Task description ▸ Reproduce the data below word for word, from the line with "I already know the green" up to and including the last line of the data, and leave out any pictures.

Data shown ▸
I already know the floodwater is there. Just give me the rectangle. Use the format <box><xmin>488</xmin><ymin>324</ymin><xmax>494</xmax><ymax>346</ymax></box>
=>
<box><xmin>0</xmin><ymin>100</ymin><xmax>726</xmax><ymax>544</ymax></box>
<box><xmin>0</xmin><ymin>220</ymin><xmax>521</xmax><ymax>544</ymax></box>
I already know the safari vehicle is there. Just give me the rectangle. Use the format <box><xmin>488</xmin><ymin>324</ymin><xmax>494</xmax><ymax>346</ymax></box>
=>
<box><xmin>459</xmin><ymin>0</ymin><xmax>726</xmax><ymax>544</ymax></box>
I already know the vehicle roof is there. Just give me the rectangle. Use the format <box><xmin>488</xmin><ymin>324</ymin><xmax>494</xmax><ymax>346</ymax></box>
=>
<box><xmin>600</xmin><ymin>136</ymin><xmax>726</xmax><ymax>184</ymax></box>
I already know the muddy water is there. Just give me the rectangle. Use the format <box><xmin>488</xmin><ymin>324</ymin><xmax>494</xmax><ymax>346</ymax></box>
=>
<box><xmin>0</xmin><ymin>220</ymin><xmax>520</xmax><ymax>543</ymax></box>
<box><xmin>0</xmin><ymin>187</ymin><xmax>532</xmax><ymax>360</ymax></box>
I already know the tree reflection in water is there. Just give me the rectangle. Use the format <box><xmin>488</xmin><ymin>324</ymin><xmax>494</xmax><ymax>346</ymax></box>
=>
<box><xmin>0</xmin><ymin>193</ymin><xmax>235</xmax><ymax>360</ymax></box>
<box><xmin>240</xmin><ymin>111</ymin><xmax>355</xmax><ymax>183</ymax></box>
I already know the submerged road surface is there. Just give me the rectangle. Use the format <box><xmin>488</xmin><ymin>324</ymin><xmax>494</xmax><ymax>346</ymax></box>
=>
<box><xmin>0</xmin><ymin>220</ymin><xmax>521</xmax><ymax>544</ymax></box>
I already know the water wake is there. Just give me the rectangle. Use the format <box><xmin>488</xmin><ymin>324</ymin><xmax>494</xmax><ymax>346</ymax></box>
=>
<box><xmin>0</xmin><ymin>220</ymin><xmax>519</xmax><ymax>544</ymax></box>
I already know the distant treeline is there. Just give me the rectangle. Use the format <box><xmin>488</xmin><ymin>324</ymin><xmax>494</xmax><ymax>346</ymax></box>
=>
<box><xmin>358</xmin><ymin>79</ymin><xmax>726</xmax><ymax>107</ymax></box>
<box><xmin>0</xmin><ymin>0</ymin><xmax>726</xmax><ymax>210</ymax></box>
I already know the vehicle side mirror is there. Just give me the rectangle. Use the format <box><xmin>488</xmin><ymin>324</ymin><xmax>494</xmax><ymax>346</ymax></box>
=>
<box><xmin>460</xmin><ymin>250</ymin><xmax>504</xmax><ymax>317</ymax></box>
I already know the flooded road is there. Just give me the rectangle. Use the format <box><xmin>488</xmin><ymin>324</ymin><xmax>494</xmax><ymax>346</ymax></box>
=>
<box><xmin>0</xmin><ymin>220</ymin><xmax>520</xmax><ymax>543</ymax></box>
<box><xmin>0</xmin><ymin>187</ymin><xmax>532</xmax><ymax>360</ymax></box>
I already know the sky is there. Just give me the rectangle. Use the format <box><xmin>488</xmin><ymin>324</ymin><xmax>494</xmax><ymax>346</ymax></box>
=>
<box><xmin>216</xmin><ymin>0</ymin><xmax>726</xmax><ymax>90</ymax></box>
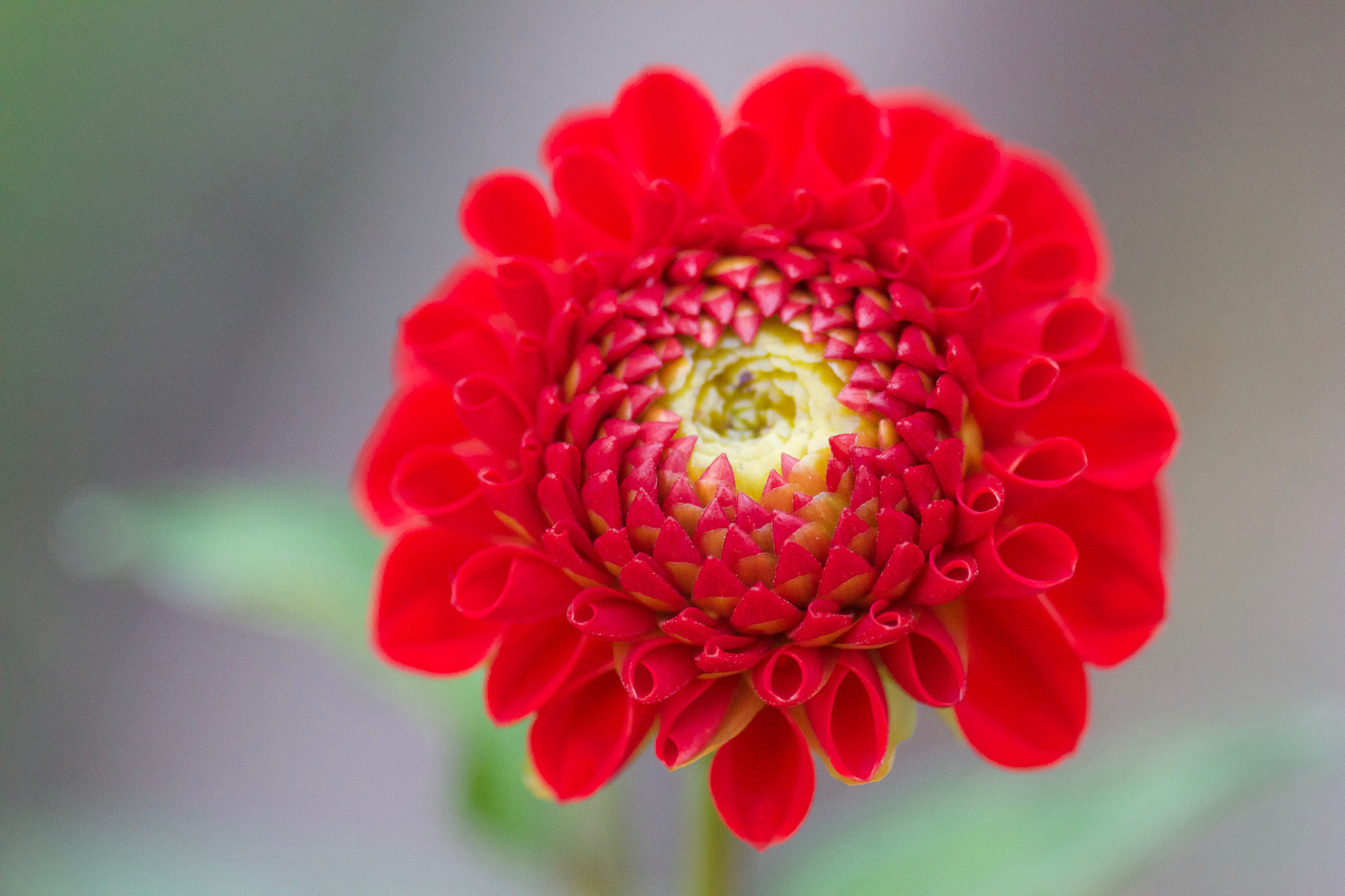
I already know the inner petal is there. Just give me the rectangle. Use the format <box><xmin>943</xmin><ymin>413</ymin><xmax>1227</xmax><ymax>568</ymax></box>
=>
<box><xmin>659</xmin><ymin>320</ymin><xmax>862</xmax><ymax>498</ymax></box>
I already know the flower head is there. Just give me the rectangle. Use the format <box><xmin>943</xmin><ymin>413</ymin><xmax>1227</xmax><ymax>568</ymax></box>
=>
<box><xmin>357</xmin><ymin>60</ymin><xmax>1177</xmax><ymax>849</ymax></box>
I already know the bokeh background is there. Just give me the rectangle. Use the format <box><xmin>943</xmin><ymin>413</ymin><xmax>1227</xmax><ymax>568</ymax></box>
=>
<box><xmin>0</xmin><ymin>0</ymin><xmax>1345</xmax><ymax>896</ymax></box>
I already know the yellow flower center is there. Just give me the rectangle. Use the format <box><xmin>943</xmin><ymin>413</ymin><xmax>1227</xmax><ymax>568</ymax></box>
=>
<box><xmin>659</xmin><ymin>320</ymin><xmax>862</xmax><ymax>498</ymax></box>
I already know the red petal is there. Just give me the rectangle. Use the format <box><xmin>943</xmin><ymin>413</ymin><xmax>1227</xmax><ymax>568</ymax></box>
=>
<box><xmin>1024</xmin><ymin>366</ymin><xmax>1178</xmax><ymax>489</ymax></box>
<box><xmin>906</xmin><ymin>127</ymin><xmax>1007</xmax><ymax>234</ymax></box>
<box><xmin>952</xmin><ymin>473</ymin><xmax>1005</xmax><ymax>544</ymax></box>
<box><xmin>737</xmin><ymin>59</ymin><xmax>854</xmax><ymax>179</ymax></box>
<box><xmin>540</xmin><ymin>106</ymin><xmax>616</xmax><ymax>168</ymax></box>
<box><xmin>986</xmin><ymin>295</ymin><xmax>1107</xmax><ymax>362</ymax></box>
<box><xmin>621</xmin><ymin>637</ymin><xmax>701</xmax><ymax>702</ymax></box>
<box><xmin>695</xmin><ymin>634</ymin><xmax>771</xmax><ymax>675</ymax></box>
<box><xmin>795</xmin><ymin>93</ymin><xmax>891</xmax><ymax>196</ymax></box>
<box><xmin>612</xmin><ymin>68</ymin><xmax>720</xmax><ymax>191</ymax></box>
<box><xmin>991</xmin><ymin>148</ymin><xmax>1110</xmax><ymax>286</ymax></box>
<box><xmin>752</xmin><ymin>643</ymin><xmax>834</xmax><ymax>706</ymax></box>
<box><xmin>881</xmin><ymin>611</ymin><xmax>967</xmax><ymax>706</ymax></box>
<box><xmin>461</xmin><ymin>172</ymin><xmax>556</xmax><ymax>259</ymax></box>
<box><xmin>485</xmin><ymin>616</ymin><xmax>612</xmax><ymax>725</ymax></box>
<box><xmin>390</xmin><ymin>444</ymin><xmax>480</xmax><ymax>517</ymax></box>
<box><xmin>713</xmin><ymin>125</ymin><xmax>784</xmax><ymax>223</ymax></box>
<box><xmin>710</xmin><ymin>706</ymin><xmax>815</xmax><ymax>850</ymax></box>
<box><xmin>906</xmin><ymin>536</ymin><xmax>990</xmax><ymax>606</ymax></box>
<box><xmin>453</xmin><ymin>544</ymin><xmax>580</xmax><ymax>622</ymax></box>
<box><xmin>803</xmin><ymin>650</ymin><xmax>888</xmax><ymax>782</ymax></box>
<box><xmin>877</xmin><ymin>94</ymin><xmax>970</xmax><ymax>194</ymax></box>
<box><xmin>552</xmin><ymin>149</ymin><xmax>635</xmax><ymax>254</ymax></box>
<box><xmin>566</xmin><ymin>588</ymin><xmax>657</xmax><ymax>641</ymax></box>
<box><xmin>527</xmin><ymin>670</ymin><xmax>657</xmax><ymax>802</ymax></box>
<box><xmin>975</xmin><ymin>523</ymin><xmax>1078</xmax><ymax>598</ymax></box>
<box><xmin>983</xmin><ymin>437</ymin><xmax>1088</xmax><ymax>513</ymax></box>
<box><xmin>1036</xmin><ymin>485</ymin><xmax>1168</xmax><ymax>666</ymax></box>
<box><xmin>730</xmin><ymin>583</ymin><xmax>803</xmax><ymax>634</ymax></box>
<box><xmin>653</xmin><ymin>675</ymin><xmax>761</xmax><ymax>769</ymax></box>
<box><xmin>354</xmin><ymin>381</ymin><xmax>467</xmax><ymax>529</ymax></box>
<box><xmin>453</xmin><ymin>376</ymin><xmax>530</xmax><ymax>459</ymax></box>
<box><xmin>835</xmin><ymin>601</ymin><xmax>917</xmax><ymax>650</ymax></box>
<box><xmin>397</xmin><ymin>265</ymin><xmax>508</xmax><ymax>383</ymax></box>
<box><xmin>374</xmin><ymin>526</ymin><xmax>504</xmax><ymax>675</ymax></box>
<box><xmin>955</xmin><ymin>598</ymin><xmax>1088</xmax><ymax>769</ymax></box>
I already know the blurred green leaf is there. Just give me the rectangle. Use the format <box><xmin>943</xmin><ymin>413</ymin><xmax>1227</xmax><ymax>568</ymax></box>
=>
<box><xmin>762</xmin><ymin>712</ymin><xmax>1342</xmax><ymax>896</ymax></box>
<box><xmin>58</xmin><ymin>482</ymin><xmax>570</xmax><ymax>853</ymax></box>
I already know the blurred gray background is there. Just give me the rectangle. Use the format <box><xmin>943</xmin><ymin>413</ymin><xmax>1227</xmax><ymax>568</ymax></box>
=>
<box><xmin>0</xmin><ymin>0</ymin><xmax>1345</xmax><ymax>896</ymax></box>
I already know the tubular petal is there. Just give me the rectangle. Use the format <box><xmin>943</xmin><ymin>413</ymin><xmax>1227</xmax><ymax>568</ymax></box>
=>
<box><xmin>1037</xmin><ymin>485</ymin><xmax>1168</xmax><ymax>666</ymax></box>
<box><xmin>354</xmin><ymin>381</ymin><xmax>467</xmax><ymax>529</ymax></box>
<box><xmin>552</xmin><ymin>149</ymin><xmax>635</xmax><ymax>253</ymax></box>
<box><xmin>621</xmin><ymin>638</ymin><xmax>701</xmax><ymax>702</ymax></box>
<box><xmin>1024</xmin><ymin>366</ymin><xmax>1177</xmax><ymax>490</ymax></box>
<box><xmin>461</xmin><ymin>172</ymin><xmax>556</xmax><ymax>261</ymax></box>
<box><xmin>982</xmin><ymin>435</ymin><xmax>1088</xmax><ymax>513</ymax></box>
<box><xmin>539</xmin><ymin>106</ymin><xmax>616</xmax><ymax>169</ymax></box>
<box><xmin>453</xmin><ymin>544</ymin><xmax>579</xmax><ymax>622</ymax></box>
<box><xmin>495</xmin><ymin>259</ymin><xmax>556</xmax><ymax>335</ymax></box>
<box><xmin>485</xmin><ymin>616</ymin><xmax>600</xmax><ymax>725</ymax></box>
<box><xmin>390</xmin><ymin>444</ymin><xmax>480</xmax><ymax>516</ymax></box>
<box><xmin>737</xmin><ymin>59</ymin><xmax>854</xmax><ymax>171</ymax></box>
<box><xmin>612</xmin><ymin>68</ymin><xmax>720</xmax><ymax>191</ymax></box>
<box><xmin>453</xmin><ymin>376</ymin><xmax>529</xmax><ymax>458</ymax></box>
<box><xmin>952</xmin><ymin>473</ymin><xmax>1005</xmax><ymax>544</ymax></box>
<box><xmin>835</xmin><ymin>601</ymin><xmax>917</xmax><ymax>650</ymax></box>
<box><xmin>710</xmin><ymin>706</ymin><xmax>815</xmax><ymax>850</ymax></box>
<box><xmin>881</xmin><ymin>612</ymin><xmax>967</xmax><ymax>706</ymax></box>
<box><xmin>374</xmin><ymin>526</ymin><xmax>504</xmax><ymax>675</ymax></box>
<box><xmin>354</xmin><ymin>58</ymin><xmax>1177</xmax><ymax>849</ymax></box>
<box><xmin>752</xmin><ymin>643</ymin><xmax>835</xmax><ymax>706</ymax></box>
<box><xmin>908</xmin><ymin>127</ymin><xmax>1006</xmax><ymax>232</ymax></box>
<box><xmin>566</xmin><ymin>588</ymin><xmax>657</xmax><ymax>641</ymax></box>
<box><xmin>527</xmin><ymin>669</ymin><xmax>657</xmax><ymax>802</ymax></box>
<box><xmin>977</xmin><ymin>523</ymin><xmax>1078</xmax><ymax>598</ymax></box>
<box><xmin>986</xmin><ymin>295</ymin><xmax>1107</xmax><ymax>362</ymax></box>
<box><xmin>991</xmin><ymin>148</ymin><xmax>1110</xmax><ymax>288</ymax></box>
<box><xmin>803</xmin><ymin>650</ymin><xmax>888</xmax><ymax>783</ymax></box>
<box><xmin>653</xmin><ymin>675</ymin><xmax>761</xmax><ymax>769</ymax></box>
<box><xmin>955</xmin><ymin>598</ymin><xmax>1088</xmax><ymax>769</ymax></box>
<box><xmin>795</xmin><ymin>93</ymin><xmax>891</xmax><ymax>196</ymax></box>
<box><xmin>713</xmin><ymin>125</ymin><xmax>783</xmax><ymax>222</ymax></box>
<box><xmin>878</xmin><ymin>94</ymin><xmax>965</xmax><ymax>194</ymax></box>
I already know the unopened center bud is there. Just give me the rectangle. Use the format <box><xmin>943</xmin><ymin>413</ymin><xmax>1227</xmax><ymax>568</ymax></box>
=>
<box><xmin>661</xmin><ymin>320</ymin><xmax>861</xmax><ymax>498</ymax></box>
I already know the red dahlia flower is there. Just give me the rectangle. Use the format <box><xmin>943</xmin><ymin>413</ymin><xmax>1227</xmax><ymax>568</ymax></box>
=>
<box><xmin>357</xmin><ymin>60</ymin><xmax>1177</xmax><ymax>849</ymax></box>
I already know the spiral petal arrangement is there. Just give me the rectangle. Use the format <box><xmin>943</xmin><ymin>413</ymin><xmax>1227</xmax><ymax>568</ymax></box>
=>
<box><xmin>355</xmin><ymin>59</ymin><xmax>1177</xmax><ymax>849</ymax></box>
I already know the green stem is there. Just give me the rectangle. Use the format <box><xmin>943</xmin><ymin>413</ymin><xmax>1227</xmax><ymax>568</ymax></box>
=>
<box><xmin>686</xmin><ymin>761</ymin><xmax>738</xmax><ymax>896</ymax></box>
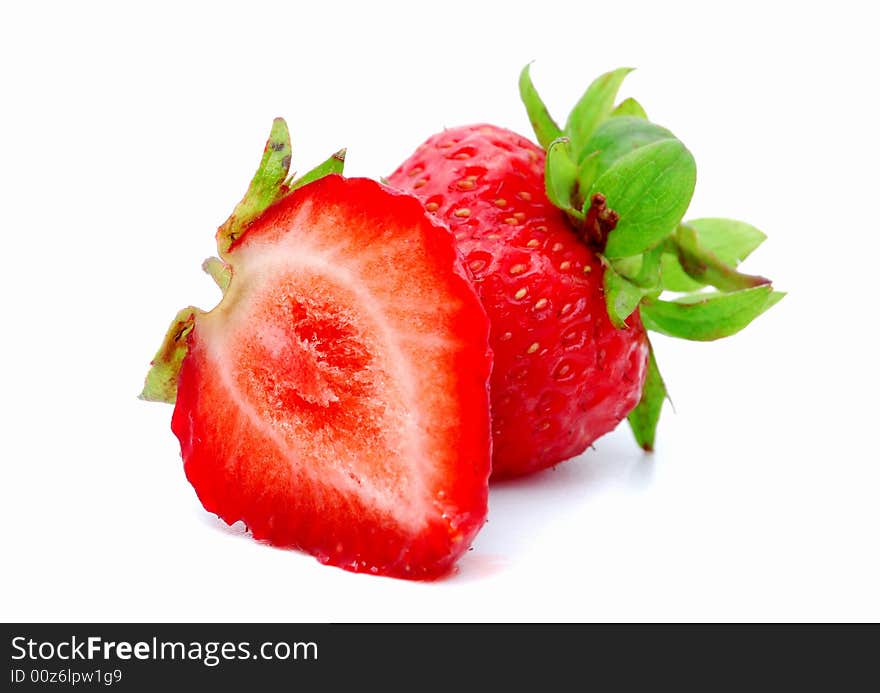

Task result ▸
I already know the green stem is there. Just give me the rectangle. Use the format <box><xmin>943</xmin><ymin>413</ymin><xmax>1227</xmax><ymax>568</ymax></box>
=>
<box><xmin>686</xmin><ymin>761</ymin><xmax>738</xmax><ymax>896</ymax></box>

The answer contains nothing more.